• Records supplied:

__________________________________________________

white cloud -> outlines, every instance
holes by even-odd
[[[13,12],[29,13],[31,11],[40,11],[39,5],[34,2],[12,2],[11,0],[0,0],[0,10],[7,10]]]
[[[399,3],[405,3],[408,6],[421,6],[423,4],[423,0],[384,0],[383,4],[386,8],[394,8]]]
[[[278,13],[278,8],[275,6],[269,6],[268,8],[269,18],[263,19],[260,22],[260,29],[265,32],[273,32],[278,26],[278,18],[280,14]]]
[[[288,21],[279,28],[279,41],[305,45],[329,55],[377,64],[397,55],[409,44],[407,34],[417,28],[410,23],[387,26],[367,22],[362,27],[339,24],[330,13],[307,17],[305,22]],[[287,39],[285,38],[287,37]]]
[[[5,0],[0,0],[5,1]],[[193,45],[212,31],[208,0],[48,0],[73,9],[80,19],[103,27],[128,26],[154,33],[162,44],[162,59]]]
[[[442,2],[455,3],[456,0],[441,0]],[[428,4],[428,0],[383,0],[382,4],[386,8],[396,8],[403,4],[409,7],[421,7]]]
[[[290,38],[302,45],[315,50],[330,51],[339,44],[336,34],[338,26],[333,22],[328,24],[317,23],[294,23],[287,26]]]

__________________________________________________

• Assignment:
Each entry above needs to be retyped exactly as it appears.

• Result:
white cloud -> outlines, every instance
holes by even-odd
[[[13,12],[29,13],[31,11],[40,11],[39,5],[34,2],[12,2],[11,0],[0,0],[0,10],[7,10]]]
[[[399,3],[405,3],[408,6],[421,6],[423,4],[423,0],[384,0],[383,4],[386,8],[394,8]]]
[[[278,13],[278,8],[275,6],[269,6],[268,8],[269,18],[263,19],[260,22],[260,29],[265,32],[273,32],[278,26],[278,18],[280,14]]]
[[[288,21],[279,28],[279,41],[305,45],[329,55],[377,64],[397,55],[409,44],[407,34],[417,28],[410,23],[387,26],[367,22],[362,27],[339,24],[330,13],[307,17],[305,22]],[[287,39],[285,38],[287,37]]]
[[[5,0],[0,0],[5,1]],[[193,45],[212,31],[208,0],[48,0],[73,9],[80,19],[103,27],[128,26],[154,33],[162,44],[162,59]]]
[[[442,2],[455,3],[456,0],[441,0]],[[428,4],[428,0],[383,0],[382,4],[386,8],[396,8],[403,4],[409,7],[421,7]]]
[[[290,38],[302,45],[315,50],[330,51],[339,44],[336,34],[338,26],[333,22],[328,24],[317,23],[294,23],[287,26]]]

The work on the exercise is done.